▸ **Aim**
Leave out the pictures and reproduce all of the data exactly.

======== Data excerpts

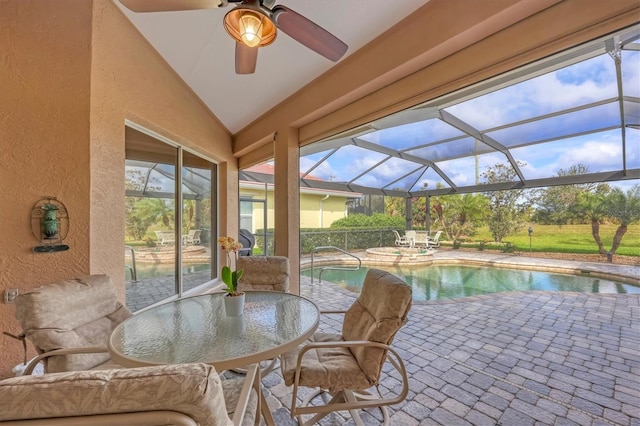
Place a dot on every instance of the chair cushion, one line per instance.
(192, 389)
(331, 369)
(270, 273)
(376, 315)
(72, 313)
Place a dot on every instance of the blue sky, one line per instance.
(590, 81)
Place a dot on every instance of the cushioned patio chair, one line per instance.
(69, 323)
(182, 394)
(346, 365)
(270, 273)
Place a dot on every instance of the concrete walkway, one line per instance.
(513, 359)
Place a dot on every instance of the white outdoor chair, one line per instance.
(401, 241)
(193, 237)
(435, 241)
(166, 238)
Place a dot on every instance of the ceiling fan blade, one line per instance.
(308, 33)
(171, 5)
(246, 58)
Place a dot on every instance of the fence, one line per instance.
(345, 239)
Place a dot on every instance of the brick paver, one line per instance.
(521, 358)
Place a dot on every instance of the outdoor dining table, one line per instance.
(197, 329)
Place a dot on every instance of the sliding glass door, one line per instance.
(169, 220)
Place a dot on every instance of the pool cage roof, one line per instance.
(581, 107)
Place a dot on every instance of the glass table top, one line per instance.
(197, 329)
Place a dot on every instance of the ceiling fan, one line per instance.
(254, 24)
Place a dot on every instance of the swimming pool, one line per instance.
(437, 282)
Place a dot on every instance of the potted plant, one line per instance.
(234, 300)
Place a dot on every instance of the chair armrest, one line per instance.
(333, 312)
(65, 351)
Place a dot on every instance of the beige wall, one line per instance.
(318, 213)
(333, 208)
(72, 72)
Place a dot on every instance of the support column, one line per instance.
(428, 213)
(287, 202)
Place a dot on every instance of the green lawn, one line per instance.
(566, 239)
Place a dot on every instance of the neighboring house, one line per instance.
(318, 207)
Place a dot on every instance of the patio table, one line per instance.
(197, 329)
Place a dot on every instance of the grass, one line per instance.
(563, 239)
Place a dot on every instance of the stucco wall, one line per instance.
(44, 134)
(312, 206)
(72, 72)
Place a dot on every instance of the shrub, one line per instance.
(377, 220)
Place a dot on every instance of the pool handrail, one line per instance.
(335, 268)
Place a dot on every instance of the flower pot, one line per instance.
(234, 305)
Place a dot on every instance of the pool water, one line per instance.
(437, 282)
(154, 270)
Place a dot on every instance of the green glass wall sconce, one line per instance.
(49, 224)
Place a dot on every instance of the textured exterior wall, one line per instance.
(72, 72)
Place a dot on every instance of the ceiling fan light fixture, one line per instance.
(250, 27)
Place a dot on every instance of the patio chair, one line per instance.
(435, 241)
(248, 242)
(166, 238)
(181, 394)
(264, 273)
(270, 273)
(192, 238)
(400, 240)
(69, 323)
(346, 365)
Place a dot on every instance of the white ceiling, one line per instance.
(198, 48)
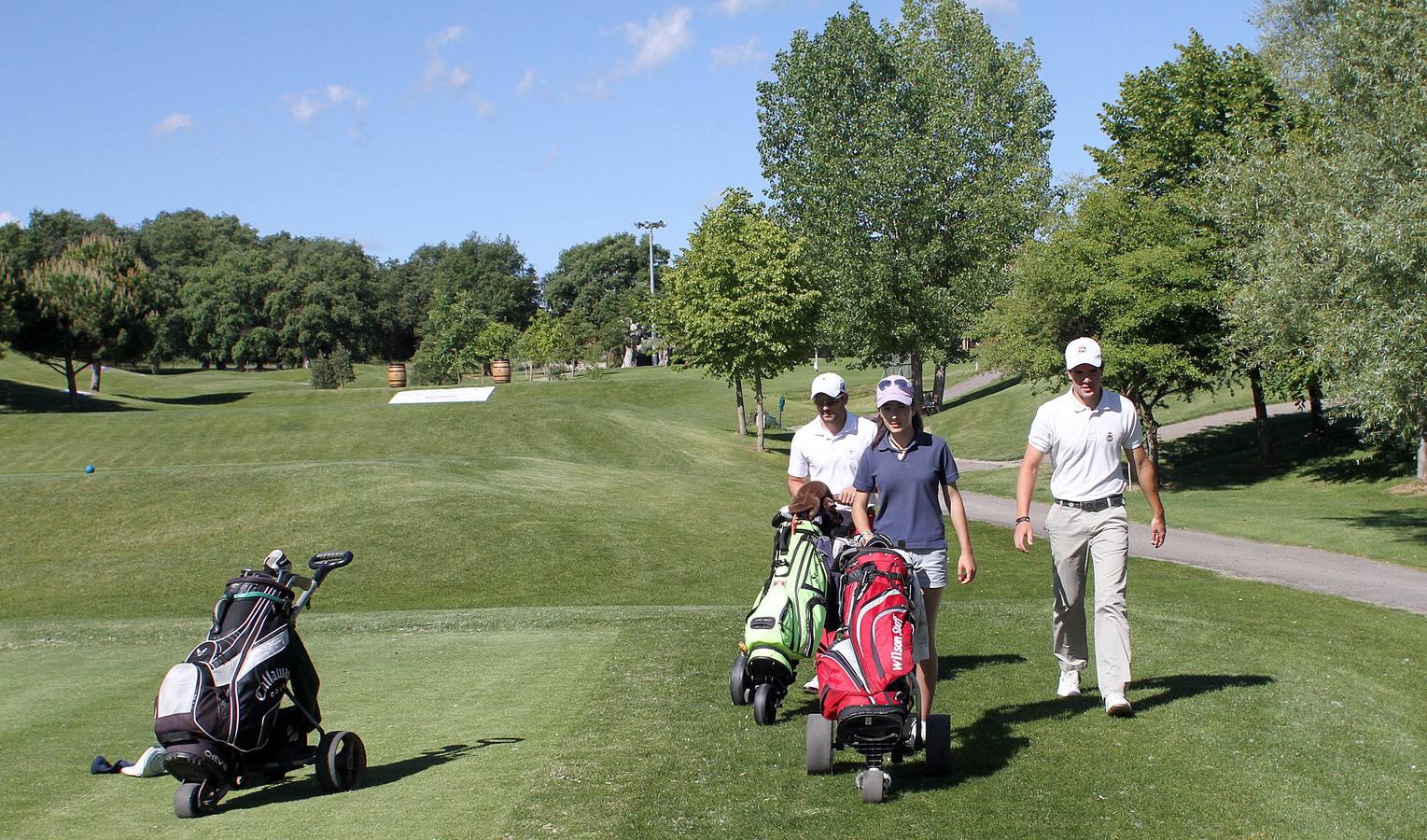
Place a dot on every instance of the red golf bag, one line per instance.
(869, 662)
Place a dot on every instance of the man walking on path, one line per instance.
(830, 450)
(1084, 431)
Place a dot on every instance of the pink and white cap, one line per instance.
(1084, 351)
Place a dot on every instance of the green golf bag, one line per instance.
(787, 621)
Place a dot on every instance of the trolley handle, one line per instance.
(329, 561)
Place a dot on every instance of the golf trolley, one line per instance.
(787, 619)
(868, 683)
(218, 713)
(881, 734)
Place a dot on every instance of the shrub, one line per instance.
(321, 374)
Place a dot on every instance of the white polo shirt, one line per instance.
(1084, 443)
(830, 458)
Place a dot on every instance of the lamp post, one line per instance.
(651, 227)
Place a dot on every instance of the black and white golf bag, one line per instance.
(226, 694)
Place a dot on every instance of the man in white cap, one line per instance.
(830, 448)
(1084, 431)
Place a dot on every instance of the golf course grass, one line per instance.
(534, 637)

================

▸ **Exercise solution**
Place a dot on every instance of the chair cushion, one line per instance.
(192, 389)
(331, 369)
(270, 273)
(376, 315)
(72, 313)
Place a dot on every instance of the blue sky, one line per instance.
(590, 81)
Place a dot on every instance of the cushioned patio chair, one line per instance.
(69, 323)
(182, 394)
(346, 365)
(270, 273)
Place a dot on every instance of the concrete walkway, one line per instance.
(513, 359)
Place a dot on every instance of the white outdoor chair, one line per instance.
(401, 241)
(193, 237)
(435, 241)
(166, 238)
Place a dot on every instance of the ceiling fan blade, one line per instance.
(308, 33)
(171, 5)
(246, 58)
Place a dot on every instance of the fence, one line per instance.
(345, 239)
Place a dot on every instance of the brick paver, one line per instance.
(521, 358)
Place a dot on every instance of the outdoor dining table, one line per instance.
(197, 329)
Place a dot on every instance of the sliding glass door, one line per instance.
(169, 220)
Place a dot on every instance of the pool cage roof, one line per instance.
(581, 107)
Place a dot on every instance of the glass table top, one line per instance.
(197, 329)
Place a dot on every instance of the ceiling fan, one line per instance.
(254, 24)
Place a dot on every instance of the swimming pool, one line per instance.
(437, 282)
Place a dot on every instance of the potted plant, one line per instance.
(234, 300)
Place a dot on every instance of the chair armrest, one line per instance.
(333, 312)
(65, 351)
Place a dot on every instance of the beige wall, one line per instance.
(318, 213)
(333, 208)
(72, 72)
Place a dot on every instance of the support column, one line per instance.
(428, 213)
(287, 202)
Place a dot on every instance of the green lawn, one line per instance.
(566, 239)
Place a dot on every instance of the neighboring house, one line per instance.
(318, 207)
Place a dot on every instance of the patio table, one line per instance.
(197, 329)
Place a dot on every instance of the grass, one line per instance.
(563, 239)
Place a dot on every instance of the stucco wall, one line per instance.
(44, 134)
(312, 206)
(72, 72)
Place a dot on every instance of the shrub, one line per instance.
(377, 220)
Place a dot on every instance of the pool handrail, one line per instance.
(335, 268)
Place a dot on every instance of the flower pot, one line per instance.
(234, 305)
Place a dot on every instance of the pool water, one line per instance.
(437, 282)
(154, 270)
Place a dot on every instance of the green glass wall sconce, one line per instance.
(49, 224)
Place a dot on every instance of the textured exterior wall, one line per instance.
(72, 72)
Place a dot on every instance of the ceiling fan light fixture, one line per instance.
(250, 27)
Place a dot on every instance of the patio chair, one line per instance.
(435, 241)
(248, 242)
(166, 238)
(181, 394)
(264, 273)
(270, 273)
(192, 238)
(400, 240)
(69, 323)
(346, 365)
Place a dot on every instance of the white ceiling, one line per instance.
(198, 48)
Place a dot on every instance of the red golf bag, one line per instance.
(869, 662)
Place a dot on every instance of the man walking on path, one line per instance.
(830, 450)
(1084, 431)
Place a dot on every instance of the pink and white cap, one line per instance.
(1084, 351)
Place a dot on every instance of the green golf bag, one line per instance.
(787, 621)
Place a dot on every instance of the trolley handle, one line per instance.
(329, 561)
Place a dot on every instance of the golf trolley, one line per instance.
(787, 619)
(868, 683)
(218, 713)
(881, 734)
Place a dot on every instance of the shrub, one line per instance.
(321, 374)
Place a dot on every instance of the white polo shirt, one line per instance.
(1084, 443)
(830, 458)
Place a dot on every instance of the lamp post, one line per instance.
(651, 227)
Place a dot on every instance of the black and white golf bag, one line per instance.
(226, 694)
Place a dot on every instance of the man in white cap, one line per instance.
(830, 448)
(1084, 431)
Place a dot on every instance of the golf course grass, one line per instance.
(534, 637)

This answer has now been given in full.